═════ Provided data

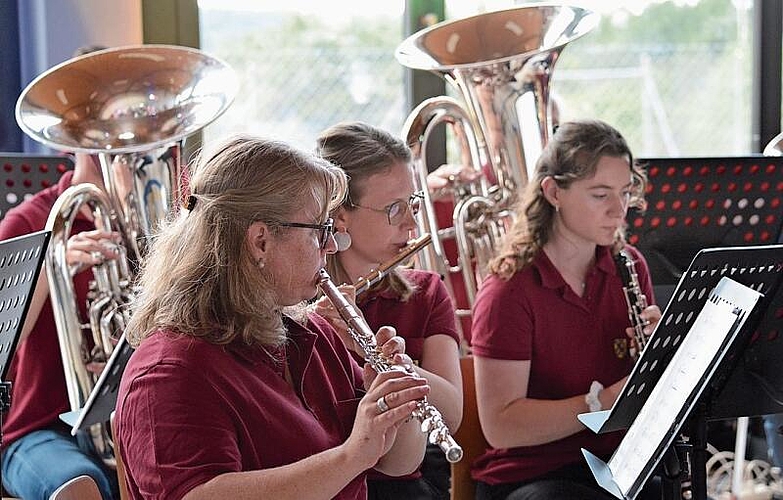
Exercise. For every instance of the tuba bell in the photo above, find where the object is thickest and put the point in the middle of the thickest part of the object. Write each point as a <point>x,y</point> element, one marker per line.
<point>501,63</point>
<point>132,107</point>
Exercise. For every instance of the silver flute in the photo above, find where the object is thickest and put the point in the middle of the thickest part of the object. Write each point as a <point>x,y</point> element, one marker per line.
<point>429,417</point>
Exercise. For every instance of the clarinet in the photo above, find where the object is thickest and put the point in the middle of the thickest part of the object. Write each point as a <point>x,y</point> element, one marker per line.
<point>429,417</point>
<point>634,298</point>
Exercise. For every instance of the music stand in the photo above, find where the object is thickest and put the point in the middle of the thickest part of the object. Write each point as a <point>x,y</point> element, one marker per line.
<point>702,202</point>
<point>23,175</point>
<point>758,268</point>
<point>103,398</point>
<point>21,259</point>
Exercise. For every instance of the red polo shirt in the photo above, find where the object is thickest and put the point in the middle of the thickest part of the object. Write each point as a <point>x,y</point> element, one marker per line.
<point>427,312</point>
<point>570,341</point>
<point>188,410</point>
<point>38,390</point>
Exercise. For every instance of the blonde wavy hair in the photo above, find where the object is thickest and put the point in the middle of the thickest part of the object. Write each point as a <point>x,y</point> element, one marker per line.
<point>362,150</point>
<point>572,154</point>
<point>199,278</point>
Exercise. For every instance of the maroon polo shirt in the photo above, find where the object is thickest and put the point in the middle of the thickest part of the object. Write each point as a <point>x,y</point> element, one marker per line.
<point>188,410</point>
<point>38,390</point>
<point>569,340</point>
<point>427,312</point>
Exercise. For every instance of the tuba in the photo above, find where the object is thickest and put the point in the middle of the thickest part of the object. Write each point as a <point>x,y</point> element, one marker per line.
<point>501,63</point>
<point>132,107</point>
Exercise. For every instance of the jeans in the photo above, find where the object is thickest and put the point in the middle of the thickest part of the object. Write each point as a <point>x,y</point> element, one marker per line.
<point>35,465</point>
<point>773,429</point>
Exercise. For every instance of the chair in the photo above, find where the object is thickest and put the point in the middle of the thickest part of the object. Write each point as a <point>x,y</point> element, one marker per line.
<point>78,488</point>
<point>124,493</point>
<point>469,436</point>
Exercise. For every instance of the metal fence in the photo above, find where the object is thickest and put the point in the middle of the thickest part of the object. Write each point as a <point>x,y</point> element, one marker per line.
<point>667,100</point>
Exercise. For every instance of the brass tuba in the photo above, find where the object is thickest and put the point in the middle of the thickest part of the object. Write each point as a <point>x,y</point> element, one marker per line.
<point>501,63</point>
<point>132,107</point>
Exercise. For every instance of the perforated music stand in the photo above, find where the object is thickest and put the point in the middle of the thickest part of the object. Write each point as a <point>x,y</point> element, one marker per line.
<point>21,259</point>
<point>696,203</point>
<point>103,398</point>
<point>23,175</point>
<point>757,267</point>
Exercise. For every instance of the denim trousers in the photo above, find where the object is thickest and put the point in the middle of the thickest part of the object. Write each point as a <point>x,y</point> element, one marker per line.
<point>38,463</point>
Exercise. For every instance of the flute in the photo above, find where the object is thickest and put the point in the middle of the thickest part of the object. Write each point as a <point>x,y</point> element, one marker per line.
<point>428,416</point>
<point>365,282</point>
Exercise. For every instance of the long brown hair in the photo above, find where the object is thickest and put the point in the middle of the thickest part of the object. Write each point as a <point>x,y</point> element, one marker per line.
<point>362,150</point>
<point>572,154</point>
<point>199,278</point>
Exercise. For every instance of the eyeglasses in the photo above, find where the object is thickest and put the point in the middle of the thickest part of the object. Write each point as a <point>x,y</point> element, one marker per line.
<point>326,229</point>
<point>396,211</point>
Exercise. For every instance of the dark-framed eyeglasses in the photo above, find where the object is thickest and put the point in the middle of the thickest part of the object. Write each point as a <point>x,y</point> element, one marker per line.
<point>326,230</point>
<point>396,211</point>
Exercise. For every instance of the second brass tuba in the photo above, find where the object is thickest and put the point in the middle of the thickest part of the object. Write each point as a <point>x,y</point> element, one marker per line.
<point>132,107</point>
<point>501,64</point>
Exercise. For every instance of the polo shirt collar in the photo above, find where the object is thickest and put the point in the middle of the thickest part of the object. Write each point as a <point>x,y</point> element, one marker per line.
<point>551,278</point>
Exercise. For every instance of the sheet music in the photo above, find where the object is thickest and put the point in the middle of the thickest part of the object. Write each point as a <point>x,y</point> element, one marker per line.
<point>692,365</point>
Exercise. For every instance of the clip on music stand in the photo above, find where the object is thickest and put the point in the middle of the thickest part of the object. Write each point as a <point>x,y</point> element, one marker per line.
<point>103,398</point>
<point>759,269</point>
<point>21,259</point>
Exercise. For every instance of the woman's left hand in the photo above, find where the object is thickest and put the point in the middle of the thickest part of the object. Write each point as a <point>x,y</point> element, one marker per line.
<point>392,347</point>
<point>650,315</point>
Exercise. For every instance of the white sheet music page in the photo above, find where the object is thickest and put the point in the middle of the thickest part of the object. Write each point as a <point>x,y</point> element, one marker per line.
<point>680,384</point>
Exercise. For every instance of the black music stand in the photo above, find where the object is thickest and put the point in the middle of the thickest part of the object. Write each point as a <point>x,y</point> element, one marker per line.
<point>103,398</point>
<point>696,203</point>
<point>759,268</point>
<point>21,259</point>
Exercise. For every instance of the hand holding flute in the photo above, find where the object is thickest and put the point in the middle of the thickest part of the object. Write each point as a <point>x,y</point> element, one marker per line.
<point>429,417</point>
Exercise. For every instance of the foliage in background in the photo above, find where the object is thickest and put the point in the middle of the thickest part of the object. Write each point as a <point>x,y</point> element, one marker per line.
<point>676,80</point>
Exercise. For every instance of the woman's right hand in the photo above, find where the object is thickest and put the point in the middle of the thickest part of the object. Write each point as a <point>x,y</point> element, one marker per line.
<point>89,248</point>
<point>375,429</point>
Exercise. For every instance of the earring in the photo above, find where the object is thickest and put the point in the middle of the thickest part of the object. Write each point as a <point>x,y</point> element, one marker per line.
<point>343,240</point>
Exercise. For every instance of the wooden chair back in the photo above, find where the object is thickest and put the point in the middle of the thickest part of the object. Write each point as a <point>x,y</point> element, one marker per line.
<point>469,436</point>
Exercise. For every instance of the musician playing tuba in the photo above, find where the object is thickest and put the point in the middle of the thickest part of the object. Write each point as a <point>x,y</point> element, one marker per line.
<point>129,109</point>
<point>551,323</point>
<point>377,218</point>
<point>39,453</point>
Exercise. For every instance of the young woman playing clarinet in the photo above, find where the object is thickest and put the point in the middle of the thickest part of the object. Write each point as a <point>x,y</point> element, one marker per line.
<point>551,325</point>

══════════

**Given task**
Copy all of the data above with every "thickest" swapped for "widest", and change nothing else. Leave the pictures out.

**Answer to this problem**
Exercise. For every instance of the tuba bell in the photo above, find where the object is widest and put the point in the middle of the widest part of the object. Write each point as a <point>x,y</point> element, one marker per line.
<point>501,63</point>
<point>132,107</point>
Exercise. For every instance of the silver flute in the photo above, find where the object is widest and put the point in the middle of the widest part of the object. Write each point as a <point>x,y</point> element, one marker per line.
<point>429,417</point>
Exercise. For every instance of the clarinet in the photo above, find where the object is widest and put the point in the middle of the widest part of the object. Write each point as a <point>x,y</point> element, one marker per line.
<point>429,417</point>
<point>634,298</point>
Exercise. For every instance of the music stand in the photo above, find where the object is widest and put the point in the middle of the widest part of the object. Write each point as a <point>x,y</point> element, one marker per line.
<point>702,202</point>
<point>23,175</point>
<point>758,268</point>
<point>103,398</point>
<point>21,259</point>
Exercise. For every instance of the red polo shirt in the photo above, find where the object is widest and put the point in the middle of the widest part of the object. Write each point as a <point>x,y</point> element, one marker per line.
<point>427,312</point>
<point>570,341</point>
<point>188,410</point>
<point>38,390</point>
Exercise. For every instance of the blonde wavy hair in the photo above, find where the object is widest and put the point in the middle of the widest part of the object. Write each point as a <point>x,y</point> element, one marker per line.
<point>362,150</point>
<point>572,154</point>
<point>199,278</point>
Exercise. For every instance of the maroon polo shirt in the photo above, find where the object is widest and put the point in the middle of the widest part of the object. Write each point as a <point>x,y</point> element, one marker per line.
<point>188,410</point>
<point>38,390</point>
<point>569,340</point>
<point>427,312</point>
Exercise. For every instance of the tuba in the photo above, find where the object is widest and put the point in the middle of the widest part of the object. Write each point as a <point>x,y</point> element, one marker per line.
<point>501,63</point>
<point>132,107</point>
Exercise. For every instance of the jeans in the photo above, find where the object is widest and put the point in the middle of the widest part of the object. Write each point as a <point>x,y</point> element, one marker per line.
<point>35,465</point>
<point>773,429</point>
Exercise. For every instance of the chair in the photo above, find where the object is widest and put the point in the middle of the widest part of the object. Write each point as a <point>x,y</point> element, one marker per line.
<point>78,488</point>
<point>124,493</point>
<point>469,436</point>
Exercise. For every instance of the metal fence in the photo above, find where the object is widest and put the point in the middle of the widest part of the object. Write each point as a <point>x,y</point> element, one marker per line.
<point>667,100</point>
Exercise. For every instance of the brass tuba in the photo above, find where the object is widest and put the point in the middle of the widest part of the object. Write each point as a <point>x,y</point> element, one marker per line.
<point>501,63</point>
<point>132,107</point>
Exercise. For every instance of the perforated music stand in the photo above, find where the object is widest and put the point in the middle of the widest part of the object. Write each point as a <point>x,y</point> element, one marker per line.
<point>21,259</point>
<point>696,203</point>
<point>103,398</point>
<point>23,175</point>
<point>757,267</point>
Exercise. For every instance of the denim trousers in the photo above, find where the object is widest and put the point in the middle of the widest part of the object. Write each point as a <point>x,y</point> element, one marker per line.
<point>38,463</point>
Exercise. For every instance of the flute in the photo above, find where the object is widest and put the point in the middle of the widest part of the object. Write each point as a <point>x,y</point> element, one marker per line.
<point>428,416</point>
<point>365,282</point>
Exercise. For every instance of the long brown hair in the photo above, find where the object is widest and put the point in the middle of the widest part of the object. Write each point as a <point>x,y</point> element, one marker per line.
<point>362,150</point>
<point>572,154</point>
<point>199,278</point>
Exercise. For every instance of the eyeglasses in the photo above, find where the object is widest and put the point in the middle of the widest part of the object. Write each point as a <point>x,y</point> element, one marker per line.
<point>326,229</point>
<point>396,211</point>
Exercise. For every instance of the dark-framed eyeglasses in the photo above, find where the object is widest and put the point in the middle of the widest part of the object. Write each point as a <point>x,y</point> element, one marker per line.
<point>326,230</point>
<point>396,211</point>
Exercise. For every instance of the second brass tuba in the photo above, find where the object is widest and put the point in the middle of the widest part of the object. Write each point as a <point>x,y</point> element, one marker per line.
<point>132,107</point>
<point>501,64</point>
Exercise. For every instance of the polo shirt collar in the photo above, find where the object is widest and put the point in the middle of the widest part of the object. Write each point as a <point>x,y</point> element, one marker per line.
<point>551,278</point>
Exercise. For every instance of the sheet music in the photo above, find where the object is widest and put the point in the middle of the widest part of the object. Write each point as a <point>x,y</point> element, one marker per line.
<point>692,365</point>
Exercise. For every instance of the clip on music stand in the photo above, find where the object is widest and put the point in the middle of the widest part of the object. Write each point as a <point>x,y</point> element, one marker per line.
<point>103,398</point>
<point>759,269</point>
<point>21,259</point>
Exercise. For every instance of the woman's left hand in the photo above, find where the object is widest and put the point in the middle of the widest part of the object. Write each point as a <point>x,y</point> element, one marker per line.
<point>392,347</point>
<point>650,315</point>
Exercise. For every instance of the white sheet music page in the photo above, find where the object is widest and put the point in the middle of the widest part of the object. Write each point as a <point>x,y</point> element, one marker per line.
<point>680,384</point>
Exercise. For every instance of the black music stand in the photo above, find where the object is widest and put the point in the middle of the widest part of the object. Write each point as a <point>x,y</point> element, one marker per line.
<point>103,398</point>
<point>696,203</point>
<point>759,268</point>
<point>21,259</point>
Exercise. For every instance of the hand holding flute in the photo above, find where the object is widest and put the point in the middle of the widest part of the object. Write each point as a <point>x,y</point> element, one marker per line.
<point>429,417</point>
Exercise. For every instance of the foliage in background in the photo above, find where the object is widest and put the point in the middle of the widest part of the object. Write each point as a <point>x,y</point> element, one marker per line.
<point>676,80</point>
Exercise. For every instance of the woman's right hand in the photo above, find where the object is widest and put the point in the middle of the widest part of the object. Write each point as a <point>x,y</point> element, one marker per line.
<point>89,248</point>
<point>375,429</point>
Exercise. For every instance of the earring in the photo above, find where the object is widest and put the point in the middle of the widest part of the object. Write each point as a <point>x,y</point> element, one marker per line.
<point>343,240</point>
Exercise. For every instance of the wooden chair back in the photo above, find where the object is widest and put the point in the middle of the widest part of the object. Write each point as a <point>x,y</point> element, one marker per line.
<point>469,436</point>
Exercise. For every instance of the musician playing tuba in the photo above, find where the object is widest and put the point in the middle of the widest part of the object. Write each point as a <point>x,y</point> element, one marker per line.
<point>129,109</point>
<point>551,323</point>
<point>377,218</point>
<point>39,453</point>
Exercise. For every instance of the young woman playing clarinet in the photo above, find where the object is widest and put the point in the middle of the widest part of the object. Write each point as a <point>x,y</point> element, one marker per line.
<point>551,325</point>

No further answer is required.